* WORK ITEM *
Pictures are to be left out, and only the lines below starting at the one with "Target: fishing rod" and ending at the one with "Could you identify the treble" are to be reproduced, each exactly, both ends included.

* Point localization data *
________________________________________
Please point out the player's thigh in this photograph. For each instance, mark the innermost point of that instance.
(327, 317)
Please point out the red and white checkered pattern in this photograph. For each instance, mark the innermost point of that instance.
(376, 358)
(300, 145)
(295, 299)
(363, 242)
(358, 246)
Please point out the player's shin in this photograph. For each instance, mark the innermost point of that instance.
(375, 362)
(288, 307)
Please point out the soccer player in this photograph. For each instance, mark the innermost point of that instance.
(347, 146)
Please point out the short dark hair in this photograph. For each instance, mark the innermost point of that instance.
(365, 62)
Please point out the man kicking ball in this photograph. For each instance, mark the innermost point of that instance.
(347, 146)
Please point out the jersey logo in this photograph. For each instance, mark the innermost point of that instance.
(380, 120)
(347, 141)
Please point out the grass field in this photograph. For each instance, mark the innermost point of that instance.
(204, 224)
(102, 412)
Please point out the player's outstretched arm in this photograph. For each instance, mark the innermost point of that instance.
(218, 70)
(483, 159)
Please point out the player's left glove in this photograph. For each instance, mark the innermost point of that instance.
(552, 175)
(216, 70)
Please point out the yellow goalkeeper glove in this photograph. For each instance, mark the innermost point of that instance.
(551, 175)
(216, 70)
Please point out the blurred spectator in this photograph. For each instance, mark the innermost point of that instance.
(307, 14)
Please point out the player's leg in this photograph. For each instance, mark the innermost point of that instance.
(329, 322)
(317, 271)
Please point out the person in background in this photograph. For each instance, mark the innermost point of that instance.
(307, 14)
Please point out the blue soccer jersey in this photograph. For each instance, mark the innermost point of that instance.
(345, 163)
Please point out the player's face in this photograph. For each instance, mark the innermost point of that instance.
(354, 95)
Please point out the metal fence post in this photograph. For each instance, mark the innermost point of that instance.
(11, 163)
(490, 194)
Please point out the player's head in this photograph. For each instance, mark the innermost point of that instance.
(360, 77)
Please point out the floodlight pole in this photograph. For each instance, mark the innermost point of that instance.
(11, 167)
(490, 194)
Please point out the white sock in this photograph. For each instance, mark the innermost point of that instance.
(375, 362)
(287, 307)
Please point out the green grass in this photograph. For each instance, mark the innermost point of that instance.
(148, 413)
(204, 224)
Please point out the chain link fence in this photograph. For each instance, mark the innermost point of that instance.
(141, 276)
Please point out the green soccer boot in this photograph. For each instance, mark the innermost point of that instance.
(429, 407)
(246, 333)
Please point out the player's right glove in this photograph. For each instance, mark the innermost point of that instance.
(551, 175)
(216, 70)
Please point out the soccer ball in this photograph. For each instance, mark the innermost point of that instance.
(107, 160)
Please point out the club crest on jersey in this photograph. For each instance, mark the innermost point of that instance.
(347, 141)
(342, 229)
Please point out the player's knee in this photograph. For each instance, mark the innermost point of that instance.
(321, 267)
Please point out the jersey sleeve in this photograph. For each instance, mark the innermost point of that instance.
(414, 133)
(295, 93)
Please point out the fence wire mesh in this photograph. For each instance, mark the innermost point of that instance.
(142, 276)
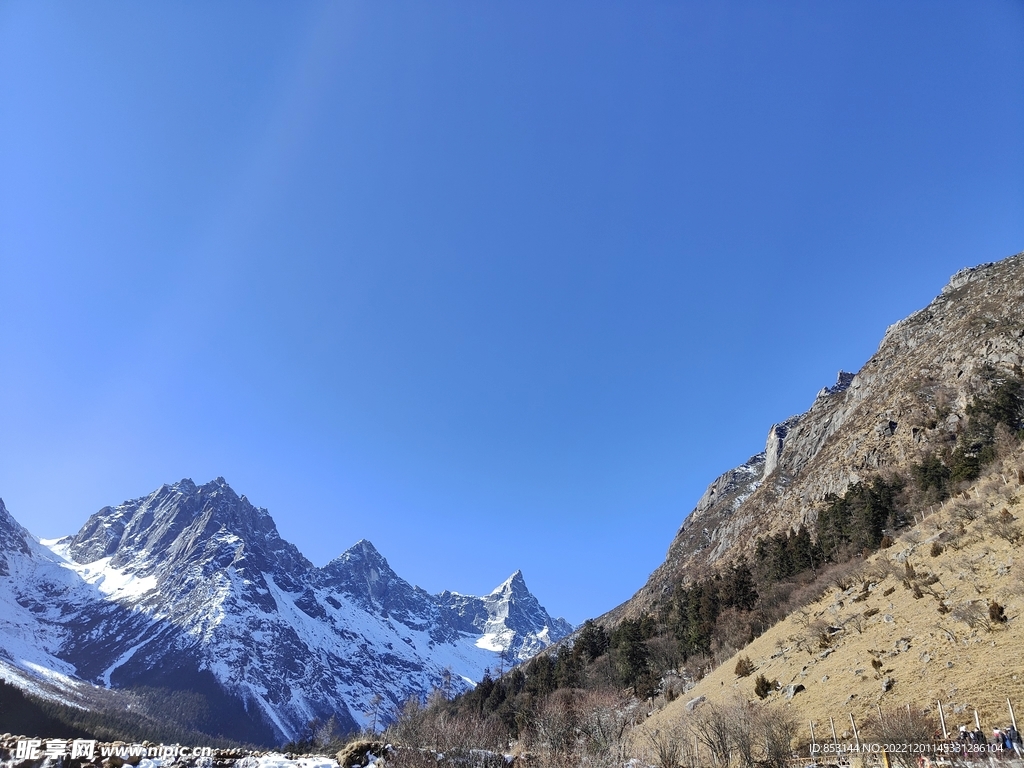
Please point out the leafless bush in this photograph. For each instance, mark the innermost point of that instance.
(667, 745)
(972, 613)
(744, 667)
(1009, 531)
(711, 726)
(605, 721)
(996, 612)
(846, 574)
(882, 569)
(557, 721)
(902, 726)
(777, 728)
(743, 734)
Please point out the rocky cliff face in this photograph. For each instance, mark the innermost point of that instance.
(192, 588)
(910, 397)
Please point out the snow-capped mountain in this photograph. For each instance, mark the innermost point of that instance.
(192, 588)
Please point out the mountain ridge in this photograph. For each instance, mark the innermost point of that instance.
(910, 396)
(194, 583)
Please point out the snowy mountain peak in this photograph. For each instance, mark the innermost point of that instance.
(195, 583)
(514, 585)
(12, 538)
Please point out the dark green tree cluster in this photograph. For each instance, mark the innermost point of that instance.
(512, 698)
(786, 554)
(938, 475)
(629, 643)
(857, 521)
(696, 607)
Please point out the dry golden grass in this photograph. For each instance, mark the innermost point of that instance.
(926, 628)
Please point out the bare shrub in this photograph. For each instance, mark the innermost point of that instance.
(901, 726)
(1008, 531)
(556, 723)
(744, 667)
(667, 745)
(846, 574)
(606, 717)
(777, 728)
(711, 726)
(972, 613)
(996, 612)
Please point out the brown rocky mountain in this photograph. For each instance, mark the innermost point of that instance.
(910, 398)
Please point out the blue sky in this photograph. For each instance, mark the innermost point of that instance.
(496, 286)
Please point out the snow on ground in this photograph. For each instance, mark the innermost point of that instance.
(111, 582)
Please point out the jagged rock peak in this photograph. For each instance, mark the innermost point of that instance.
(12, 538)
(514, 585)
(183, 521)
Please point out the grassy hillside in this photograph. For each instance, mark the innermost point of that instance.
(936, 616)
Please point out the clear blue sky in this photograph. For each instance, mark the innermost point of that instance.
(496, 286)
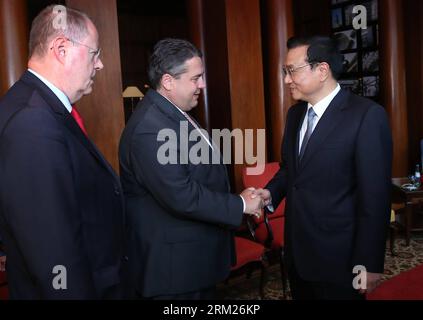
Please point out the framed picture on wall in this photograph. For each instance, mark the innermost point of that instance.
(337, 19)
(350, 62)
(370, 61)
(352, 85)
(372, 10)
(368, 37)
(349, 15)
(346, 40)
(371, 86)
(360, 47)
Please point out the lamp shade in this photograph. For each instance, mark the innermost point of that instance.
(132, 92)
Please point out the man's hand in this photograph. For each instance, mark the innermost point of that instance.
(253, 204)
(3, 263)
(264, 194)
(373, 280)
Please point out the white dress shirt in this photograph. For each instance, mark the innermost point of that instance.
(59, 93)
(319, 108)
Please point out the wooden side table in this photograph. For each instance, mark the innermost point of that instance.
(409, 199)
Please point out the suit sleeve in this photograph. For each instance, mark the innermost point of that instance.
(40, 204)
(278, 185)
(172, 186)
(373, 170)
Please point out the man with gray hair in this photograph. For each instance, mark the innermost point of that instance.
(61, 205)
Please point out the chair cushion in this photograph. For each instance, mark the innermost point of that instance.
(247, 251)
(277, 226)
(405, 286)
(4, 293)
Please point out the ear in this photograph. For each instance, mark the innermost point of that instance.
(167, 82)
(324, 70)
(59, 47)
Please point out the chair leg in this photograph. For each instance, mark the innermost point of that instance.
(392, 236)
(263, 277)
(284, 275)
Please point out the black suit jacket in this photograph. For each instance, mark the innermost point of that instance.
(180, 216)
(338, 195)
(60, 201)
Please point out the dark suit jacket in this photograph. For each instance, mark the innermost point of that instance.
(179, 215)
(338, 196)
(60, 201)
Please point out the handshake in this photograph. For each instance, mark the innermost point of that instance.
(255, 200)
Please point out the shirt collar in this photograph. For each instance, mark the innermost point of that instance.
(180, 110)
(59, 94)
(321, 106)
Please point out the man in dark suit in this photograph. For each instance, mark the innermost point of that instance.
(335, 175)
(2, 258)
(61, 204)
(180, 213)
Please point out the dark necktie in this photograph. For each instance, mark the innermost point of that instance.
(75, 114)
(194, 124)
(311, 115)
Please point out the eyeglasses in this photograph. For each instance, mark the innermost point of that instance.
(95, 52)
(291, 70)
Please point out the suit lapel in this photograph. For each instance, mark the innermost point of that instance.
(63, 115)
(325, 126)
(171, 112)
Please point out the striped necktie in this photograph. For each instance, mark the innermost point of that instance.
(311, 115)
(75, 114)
________________________________________
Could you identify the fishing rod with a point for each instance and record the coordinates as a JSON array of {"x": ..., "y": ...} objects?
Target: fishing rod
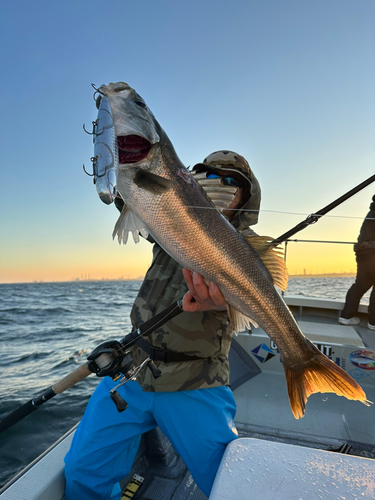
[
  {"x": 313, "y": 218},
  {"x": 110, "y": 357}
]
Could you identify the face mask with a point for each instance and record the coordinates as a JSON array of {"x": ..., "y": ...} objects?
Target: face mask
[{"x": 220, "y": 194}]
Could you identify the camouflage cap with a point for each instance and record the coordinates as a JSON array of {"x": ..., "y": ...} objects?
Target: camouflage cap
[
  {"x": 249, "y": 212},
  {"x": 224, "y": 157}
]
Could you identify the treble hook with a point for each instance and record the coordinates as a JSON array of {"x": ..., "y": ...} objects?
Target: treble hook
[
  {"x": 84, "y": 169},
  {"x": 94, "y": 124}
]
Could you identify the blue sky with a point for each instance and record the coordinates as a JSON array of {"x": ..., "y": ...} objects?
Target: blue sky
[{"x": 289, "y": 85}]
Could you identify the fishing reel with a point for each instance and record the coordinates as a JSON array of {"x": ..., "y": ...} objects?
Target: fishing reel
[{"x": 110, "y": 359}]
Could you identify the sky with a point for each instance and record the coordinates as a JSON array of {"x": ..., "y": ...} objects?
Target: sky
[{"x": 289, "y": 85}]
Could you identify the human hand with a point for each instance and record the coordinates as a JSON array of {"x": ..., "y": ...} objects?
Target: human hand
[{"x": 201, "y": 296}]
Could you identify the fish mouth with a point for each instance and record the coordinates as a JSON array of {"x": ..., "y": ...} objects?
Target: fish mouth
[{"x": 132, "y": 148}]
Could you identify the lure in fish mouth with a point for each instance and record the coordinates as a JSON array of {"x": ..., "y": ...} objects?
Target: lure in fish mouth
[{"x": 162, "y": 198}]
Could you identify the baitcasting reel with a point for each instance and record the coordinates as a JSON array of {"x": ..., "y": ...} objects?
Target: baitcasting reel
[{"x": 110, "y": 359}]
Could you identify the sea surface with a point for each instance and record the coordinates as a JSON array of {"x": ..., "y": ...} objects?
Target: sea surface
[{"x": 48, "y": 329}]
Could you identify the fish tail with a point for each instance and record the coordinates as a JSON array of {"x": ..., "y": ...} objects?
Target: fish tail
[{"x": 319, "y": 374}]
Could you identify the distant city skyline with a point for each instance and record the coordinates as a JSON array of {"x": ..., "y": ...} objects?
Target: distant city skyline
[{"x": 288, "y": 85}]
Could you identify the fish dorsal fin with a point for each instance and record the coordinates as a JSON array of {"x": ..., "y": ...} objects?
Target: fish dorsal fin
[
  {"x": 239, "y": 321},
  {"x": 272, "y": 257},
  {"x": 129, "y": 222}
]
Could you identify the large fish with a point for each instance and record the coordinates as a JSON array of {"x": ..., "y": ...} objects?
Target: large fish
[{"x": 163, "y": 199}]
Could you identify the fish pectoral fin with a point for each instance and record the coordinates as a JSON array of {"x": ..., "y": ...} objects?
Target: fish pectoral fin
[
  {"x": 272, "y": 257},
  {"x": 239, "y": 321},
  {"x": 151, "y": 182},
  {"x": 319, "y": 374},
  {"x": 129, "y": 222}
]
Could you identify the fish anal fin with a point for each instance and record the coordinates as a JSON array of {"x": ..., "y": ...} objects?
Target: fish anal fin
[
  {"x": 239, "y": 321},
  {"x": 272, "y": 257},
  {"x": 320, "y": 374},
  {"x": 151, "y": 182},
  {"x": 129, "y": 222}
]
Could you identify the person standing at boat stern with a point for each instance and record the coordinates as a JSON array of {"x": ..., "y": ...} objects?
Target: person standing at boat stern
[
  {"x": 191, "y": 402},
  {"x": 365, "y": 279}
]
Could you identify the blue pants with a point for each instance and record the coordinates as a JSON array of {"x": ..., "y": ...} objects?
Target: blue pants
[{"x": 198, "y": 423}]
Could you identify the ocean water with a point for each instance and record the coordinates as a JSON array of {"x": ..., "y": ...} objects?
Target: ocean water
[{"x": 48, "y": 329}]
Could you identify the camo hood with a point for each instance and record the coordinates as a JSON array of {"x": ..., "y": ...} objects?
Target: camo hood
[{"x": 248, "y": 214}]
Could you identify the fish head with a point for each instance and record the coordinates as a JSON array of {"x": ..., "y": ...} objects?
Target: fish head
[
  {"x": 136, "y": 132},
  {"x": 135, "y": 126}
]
________________________________________
* ANSWER SPACE *
Target: fishing rod
[
  {"x": 313, "y": 218},
  {"x": 110, "y": 357}
]
Could you identify the face mask with a point for each instance and record the coordinates as a JSON array of {"x": ..., "y": ...} objects?
Target: face mask
[{"x": 220, "y": 194}]
Could you identify the camouflage cap with a point for each instance and record the coordinates as a JSON array of {"x": ..., "y": ...} objects?
Target: camouflage cap
[
  {"x": 249, "y": 212},
  {"x": 224, "y": 157}
]
Could you identify the treble hook with a point for each instance and record the coordinates as a JSON array of {"x": ..., "y": ...} objects?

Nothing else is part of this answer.